### SCHRIFTELIJKE OPDRACHTEN
1 - Hoe hoog was volgens het documentgedeelte het saldo van de rekening van X bij de KB Lux?
2 - Geef voor elke bewering aan of die overeenkomt met het documentgedeelte, met ja of nee en de doorslaggevende woorden uit de tekst.
(a) X vermeldde in haar IB-aangiften 2008-2010 vermogen in het buitenland.
(b) De inspecteur informeerde medio 2012 bij X naar de bankrekening.
(c) Bij de navorderingsaanslagen ging de inspecteur uit van een buitenlands vermogen van circa € 300.000.
3 - Kopieer uit het documentgedeelte de tekst woordelijk, vanaf "Uit het KB Lux-onderzoek" tot en met "circa € 300.000.".

### DOCUMENTGEDEELTE
Uit het KB Lux-onderzoek blijkt dat X in 1994 beschikte over een rekening bij de KB Lux. Het saldo bedroeg € 23.710. In haar IB-aangiften 2008-2010 vermeldt X geen vermogen in het buitenland. Medio 2012 informeert de inspecteur bij X naar de bankrekening. X antwoord dat zij geen kennis draagt van deze bankrekening en dat het vermogen waarschijnlijk consumptief is besteed. De inspecteur legt vervolgens IB-navorderingsaanslagen 2008-2010 op waarbij hij uitgaat van een buitenlands vermogen van circa € 300.000.

### GETOONDE ITEMS
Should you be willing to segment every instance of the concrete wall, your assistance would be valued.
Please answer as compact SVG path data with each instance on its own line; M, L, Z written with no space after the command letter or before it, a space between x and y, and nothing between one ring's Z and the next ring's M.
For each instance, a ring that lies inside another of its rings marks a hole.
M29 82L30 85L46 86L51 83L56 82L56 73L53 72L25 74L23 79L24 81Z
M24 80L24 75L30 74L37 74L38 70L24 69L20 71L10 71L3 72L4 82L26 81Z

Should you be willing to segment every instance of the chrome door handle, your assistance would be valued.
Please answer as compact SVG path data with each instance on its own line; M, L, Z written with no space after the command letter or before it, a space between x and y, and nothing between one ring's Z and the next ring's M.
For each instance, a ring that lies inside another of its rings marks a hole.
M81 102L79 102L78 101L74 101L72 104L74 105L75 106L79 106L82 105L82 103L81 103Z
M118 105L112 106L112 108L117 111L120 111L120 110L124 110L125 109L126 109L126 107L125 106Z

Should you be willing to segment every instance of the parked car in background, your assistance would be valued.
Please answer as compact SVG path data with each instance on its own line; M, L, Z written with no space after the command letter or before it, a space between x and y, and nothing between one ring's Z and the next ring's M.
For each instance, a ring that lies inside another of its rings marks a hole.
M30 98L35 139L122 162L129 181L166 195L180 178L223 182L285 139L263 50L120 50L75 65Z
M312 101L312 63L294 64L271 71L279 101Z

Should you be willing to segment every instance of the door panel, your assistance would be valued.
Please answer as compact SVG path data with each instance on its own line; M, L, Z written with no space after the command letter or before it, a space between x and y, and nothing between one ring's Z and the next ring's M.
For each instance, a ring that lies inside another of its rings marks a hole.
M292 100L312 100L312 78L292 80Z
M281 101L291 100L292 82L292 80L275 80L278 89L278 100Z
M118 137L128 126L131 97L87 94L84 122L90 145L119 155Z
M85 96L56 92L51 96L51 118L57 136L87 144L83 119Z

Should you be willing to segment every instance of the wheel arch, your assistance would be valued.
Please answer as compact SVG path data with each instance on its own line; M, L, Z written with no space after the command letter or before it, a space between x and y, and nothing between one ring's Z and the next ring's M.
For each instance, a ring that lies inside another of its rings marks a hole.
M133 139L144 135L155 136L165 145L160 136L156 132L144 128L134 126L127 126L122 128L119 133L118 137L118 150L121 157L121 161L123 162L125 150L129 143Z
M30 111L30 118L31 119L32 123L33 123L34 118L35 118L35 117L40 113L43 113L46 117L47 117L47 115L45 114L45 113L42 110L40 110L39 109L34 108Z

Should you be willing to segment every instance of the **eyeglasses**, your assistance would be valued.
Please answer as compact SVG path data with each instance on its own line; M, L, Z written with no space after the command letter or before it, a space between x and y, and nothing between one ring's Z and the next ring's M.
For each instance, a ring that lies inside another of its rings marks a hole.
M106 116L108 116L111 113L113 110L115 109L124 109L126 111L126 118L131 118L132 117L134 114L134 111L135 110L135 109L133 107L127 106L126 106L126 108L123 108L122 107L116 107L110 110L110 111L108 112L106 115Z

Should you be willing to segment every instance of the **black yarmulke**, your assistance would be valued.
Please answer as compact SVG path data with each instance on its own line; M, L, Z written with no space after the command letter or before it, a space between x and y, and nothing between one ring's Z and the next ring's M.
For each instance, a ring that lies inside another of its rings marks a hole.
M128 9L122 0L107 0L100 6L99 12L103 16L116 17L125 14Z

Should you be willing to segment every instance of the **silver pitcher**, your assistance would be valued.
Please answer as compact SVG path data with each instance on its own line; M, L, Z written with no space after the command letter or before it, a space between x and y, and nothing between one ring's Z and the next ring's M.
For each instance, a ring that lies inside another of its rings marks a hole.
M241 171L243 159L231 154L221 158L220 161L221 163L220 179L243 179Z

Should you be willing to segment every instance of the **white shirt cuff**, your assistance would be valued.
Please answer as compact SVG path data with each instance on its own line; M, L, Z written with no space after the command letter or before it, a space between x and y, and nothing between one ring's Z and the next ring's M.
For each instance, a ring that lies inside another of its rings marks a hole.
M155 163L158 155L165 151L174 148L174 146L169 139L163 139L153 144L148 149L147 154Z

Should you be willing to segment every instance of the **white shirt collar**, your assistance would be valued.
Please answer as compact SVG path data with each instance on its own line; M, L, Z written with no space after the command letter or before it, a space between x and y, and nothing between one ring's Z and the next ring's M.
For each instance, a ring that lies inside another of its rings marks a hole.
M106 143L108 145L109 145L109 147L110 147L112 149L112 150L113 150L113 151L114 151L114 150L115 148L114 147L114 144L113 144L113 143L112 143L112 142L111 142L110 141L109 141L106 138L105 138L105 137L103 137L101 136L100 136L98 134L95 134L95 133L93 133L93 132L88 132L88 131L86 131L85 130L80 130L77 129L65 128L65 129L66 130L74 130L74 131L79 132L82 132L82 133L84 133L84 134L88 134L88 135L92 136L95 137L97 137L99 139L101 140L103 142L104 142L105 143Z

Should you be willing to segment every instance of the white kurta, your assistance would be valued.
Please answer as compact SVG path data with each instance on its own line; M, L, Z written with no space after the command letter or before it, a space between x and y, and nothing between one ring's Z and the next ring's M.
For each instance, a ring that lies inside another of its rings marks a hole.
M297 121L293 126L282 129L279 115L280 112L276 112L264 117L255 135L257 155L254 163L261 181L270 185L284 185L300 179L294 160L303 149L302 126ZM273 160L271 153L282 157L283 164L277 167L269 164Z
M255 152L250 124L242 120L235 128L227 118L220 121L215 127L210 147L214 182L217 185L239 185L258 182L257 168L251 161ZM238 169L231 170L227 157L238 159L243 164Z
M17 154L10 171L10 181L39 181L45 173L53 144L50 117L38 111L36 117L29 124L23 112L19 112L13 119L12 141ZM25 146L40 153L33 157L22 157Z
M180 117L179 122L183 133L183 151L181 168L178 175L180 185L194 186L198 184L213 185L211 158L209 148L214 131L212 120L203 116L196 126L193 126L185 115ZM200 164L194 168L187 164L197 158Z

### OPLOSSINGEN PER OPDRACHT
1 - Het saldo bedroeg € 23.710.

2 -
(a) Nee: "In haar IB-aangiften 2008-2010 vermeldt X geen vermogen in het buitenland."
(b) Ja: "Medio 2012 informeert de inspecteur bij X naar de bankrekening."
(c) Ja: "waarbij hij uitgaat van een buitenlands vermogen van circa € 300.000"

3 -
Uit het KB Lux-onderzoek blijkt dat X in 1994 beschikte over een rekening bij de KB Lux. Het saldo bedroeg € 23.710. In haar IB-aangiften 2008-2010 vermeldt X geen vermogen in het buitenland. Medio 2012 informeert de inspecteur bij X naar de bankrekening. X antwoord dat zij geen kennis draagt van deze bankrekening en dat het vermogen waarschijnlijk consumptief is besteed. De inspecteur legt vervolgens IB-navorderingsaanslagen 2008-2010 op waarbij hij uitgaat van een buitenlands vermogen van circa € 300.000.